• Data for processing
**********

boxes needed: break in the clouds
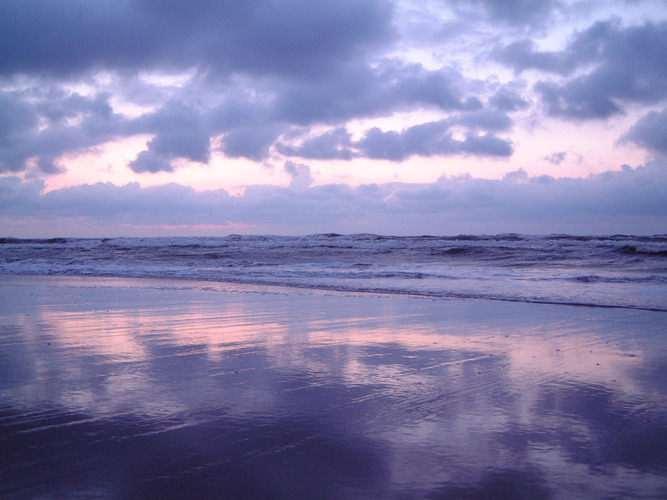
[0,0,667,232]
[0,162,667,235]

**********

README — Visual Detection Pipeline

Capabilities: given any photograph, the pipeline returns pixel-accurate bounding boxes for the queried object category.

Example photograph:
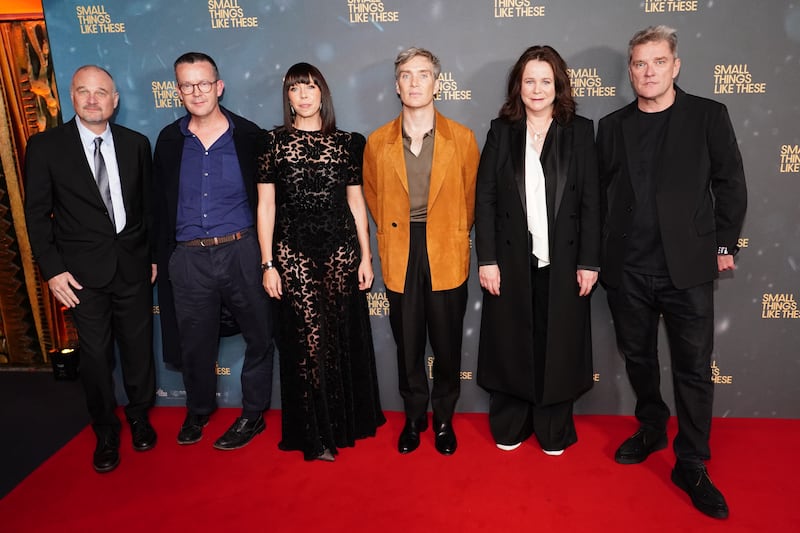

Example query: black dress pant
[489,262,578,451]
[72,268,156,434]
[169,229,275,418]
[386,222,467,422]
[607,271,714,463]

**********

• Your task
Reproduce the lines of the records verbatim, from the line with "README — Visual Detection Pipeline" to the line with "[607,271,714,463]", including both of those lines. Leave the pictures out of your copy.

• Correct response
README — Visual Detection Pipeline

Capabilities: given any photograph, the pipeline returns pixel-accurate bounding boxes for the queried object category.

Example photograph:

Example query: black dress pant
[489,262,578,451]
[72,268,156,434]
[169,229,275,418]
[386,222,467,422]
[607,271,714,463]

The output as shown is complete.